Между тем «ученая ложа» серьезно стремилась к высшей цели. Ее старания путем учреждения провинциальных лож обеспечить новому ордену влияние также и в гражданской жизни не имели успеха, и попытки посредством изучения энциклопедистов внушить членам «естественную» религию совершенно рухнули. В 1793 г. «ученая» ложа приняла название «Три меча», а год спустя было сделано одно постановление, совершенно лишившее ее студенческого характера и перенесшее ее в лагерь франкмасонов. Когда академическое начальство узнало в 1798 г. об этом нововведении, 12 амицистов были высланы. Йенский орден прекратил свое существование.
Из Тюрингенского университета орден амицистов был перенесен сначала (1772) в Гиссен, где он получил известность под именем ордена эльзасцев. Буйные попойки и ссоры между его членами вызвали в 1777 г. временное закрытие союза. Но уже в 1779 г. он снова был открыт. Хотя и в последующие годы высылки его члены не представляли собой исключительного явления, все же он существовал еще и в 1795 г. Впрочем, число его членов ограничивалось тогда тремя, – и это было началом конца.
::::::::
ЗАДАНИЕ: Процитируйте из текста об ордене амицистов отрывок, начиная со слов «Из Тюрингенского университета» и заканчивая словами «было началом конца.».

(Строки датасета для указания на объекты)
::::::::
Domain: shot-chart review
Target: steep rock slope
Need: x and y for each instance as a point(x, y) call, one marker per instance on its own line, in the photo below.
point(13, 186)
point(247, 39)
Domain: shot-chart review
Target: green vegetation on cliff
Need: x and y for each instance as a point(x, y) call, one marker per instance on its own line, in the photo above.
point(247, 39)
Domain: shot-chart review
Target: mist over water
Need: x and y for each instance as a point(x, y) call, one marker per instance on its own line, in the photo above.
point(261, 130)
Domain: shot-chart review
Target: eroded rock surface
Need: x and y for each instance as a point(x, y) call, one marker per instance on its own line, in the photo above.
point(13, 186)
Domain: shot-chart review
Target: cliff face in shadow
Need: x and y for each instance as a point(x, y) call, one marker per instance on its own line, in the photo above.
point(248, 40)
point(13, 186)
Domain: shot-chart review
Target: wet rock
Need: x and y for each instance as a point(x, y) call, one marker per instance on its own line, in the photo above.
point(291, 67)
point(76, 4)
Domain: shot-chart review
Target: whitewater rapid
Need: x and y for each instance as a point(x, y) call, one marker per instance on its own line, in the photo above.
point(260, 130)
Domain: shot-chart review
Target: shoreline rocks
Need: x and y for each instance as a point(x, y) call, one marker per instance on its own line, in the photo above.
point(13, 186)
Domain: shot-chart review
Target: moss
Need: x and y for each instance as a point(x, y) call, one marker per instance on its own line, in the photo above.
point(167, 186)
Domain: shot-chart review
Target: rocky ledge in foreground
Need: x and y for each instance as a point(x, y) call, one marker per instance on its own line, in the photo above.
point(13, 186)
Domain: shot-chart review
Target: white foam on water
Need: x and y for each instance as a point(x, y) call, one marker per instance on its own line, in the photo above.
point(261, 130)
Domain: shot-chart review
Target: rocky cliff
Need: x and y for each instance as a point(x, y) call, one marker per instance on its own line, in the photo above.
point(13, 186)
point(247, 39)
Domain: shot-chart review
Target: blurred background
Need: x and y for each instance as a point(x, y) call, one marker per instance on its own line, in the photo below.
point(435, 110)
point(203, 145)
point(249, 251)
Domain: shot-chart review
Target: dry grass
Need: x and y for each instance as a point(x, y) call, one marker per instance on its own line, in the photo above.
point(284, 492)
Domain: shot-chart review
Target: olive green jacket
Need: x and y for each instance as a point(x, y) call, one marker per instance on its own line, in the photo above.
::::::::
ПОЛНЫЙ ОТВЕТ:
Из Тюрингенского университета орден амицистов был перенесен сначала (1772) в Гиссен, где он получил известность под именем ордена эльзасцев. Буйные попойки и ссоры между его членами вызвали в 1777 г. временное закрытие союза. Но уже в 1779 г. он снова был открыт. Хотя и в последующие годы высылки его члены не представляли собой исключительного явления, все же он существовал еще и в 1795 г. Впрочем, число его членов ограничивалось тогда тремя, – и это было началом конца.